-- Data to examine follows --

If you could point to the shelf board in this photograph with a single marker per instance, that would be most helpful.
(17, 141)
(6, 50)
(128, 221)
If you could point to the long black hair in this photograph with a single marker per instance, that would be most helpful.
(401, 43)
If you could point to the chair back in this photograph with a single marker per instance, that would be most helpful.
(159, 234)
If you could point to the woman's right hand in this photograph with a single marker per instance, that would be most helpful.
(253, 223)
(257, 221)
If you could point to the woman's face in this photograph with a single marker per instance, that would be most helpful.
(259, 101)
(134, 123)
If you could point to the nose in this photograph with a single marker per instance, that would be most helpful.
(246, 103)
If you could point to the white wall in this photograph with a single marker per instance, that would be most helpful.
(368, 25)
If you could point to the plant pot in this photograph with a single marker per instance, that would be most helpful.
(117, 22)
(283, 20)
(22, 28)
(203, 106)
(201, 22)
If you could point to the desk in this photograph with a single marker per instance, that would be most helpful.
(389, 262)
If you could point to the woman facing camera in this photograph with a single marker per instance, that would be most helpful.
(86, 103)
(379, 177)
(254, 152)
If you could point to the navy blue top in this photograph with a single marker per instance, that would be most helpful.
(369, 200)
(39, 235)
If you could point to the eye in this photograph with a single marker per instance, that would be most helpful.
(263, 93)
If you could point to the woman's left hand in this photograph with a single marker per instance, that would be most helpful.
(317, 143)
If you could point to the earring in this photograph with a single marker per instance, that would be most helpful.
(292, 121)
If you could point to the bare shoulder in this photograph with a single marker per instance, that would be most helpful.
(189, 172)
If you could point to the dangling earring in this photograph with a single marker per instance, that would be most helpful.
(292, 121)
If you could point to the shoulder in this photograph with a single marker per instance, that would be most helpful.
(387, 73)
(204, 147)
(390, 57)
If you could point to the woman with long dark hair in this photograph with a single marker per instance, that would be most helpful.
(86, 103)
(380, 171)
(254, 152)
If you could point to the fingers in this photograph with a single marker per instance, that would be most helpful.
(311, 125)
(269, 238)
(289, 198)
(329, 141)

-- Data to examine concluded --

# [Exercise details]
The output must reproduce the whole listing without a single change.

# [Exercise solution]
If you could point to the shelf board in this photograph with a single marker per instance, that would be most helpful.
(17, 141)
(6, 50)
(128, 221)
If you could point to the long black hair in this photograph with a single marker per instance, that would be most helpful.
(401, 43)
If you could point to the chair back in this photograph with a single marker per instance, that would be most helpful.
(159, 234)
If you could point to the woman's right hand in this photograph with a single marker per instance, that would be most helpful.
(253, 223)
(257, 221)
If you could point to the woman's face in this photograph with a single marker per instance, that would be most helpful.
(259, 101)
(134, 123)
If you could point to the nose in this photograph with a single marker per instance, that would be most helpful.
(246, 103)
If you could point to the white wall in this photograph with a single marker per instance, that would be most helpful.
(368, 25)
If you could point to the plant pot in this photograph with a single marker per instance, that would be most helpful.
(117, 22)
(283, 20)
(22, 28)
(203, 106)
(201, 22)
If you could point to the desk in this photograph with a single marker per instance, that would be most helpful.
(389, 262)
If you could point to the woman facing camera in this photograph with a single marker per instance, that would be most helpful.
(86, 103)
(379, 177)
(254, 152)
If you could point to the navy blue top in this photograph with a single marker per instance, that would be most helpful.
(369, 200)
(39, 235)
If you could point to the eye in this photograph with a single marker per instance, that would be most helpful.
(263, 93)
If you could point to the woman's left hand in this photograph with a single marker per instance, that would be most helpful.
(317, 143)
If you could point to the earring in this photograph with a single marker per instance, that would be most helpful.
(292, 121)
If you could point to the bare shoulder in this photograph with a single marker per instance, that would be most helpful.
(189, 172)
If you could point to the dangling earring in this photograph with a single marker per instance, that would be most helpful.
(292, 121)
If you could point to the shoulder in this photograph with a single marker per instance, that would be most helpful.
(387, 73)
(204, 147)
(390, 57)
If you could point to the woman with long dark hair in this photograph with a single marker per instance, that would be most helpful.
(86, 103)
(380, 171)
(254, 152)
If you could point to the fingers in this photograph with a single marker per instance, that would be most helpful.
(311, 125)
(269, 238)
(289, 198)
(329, 141)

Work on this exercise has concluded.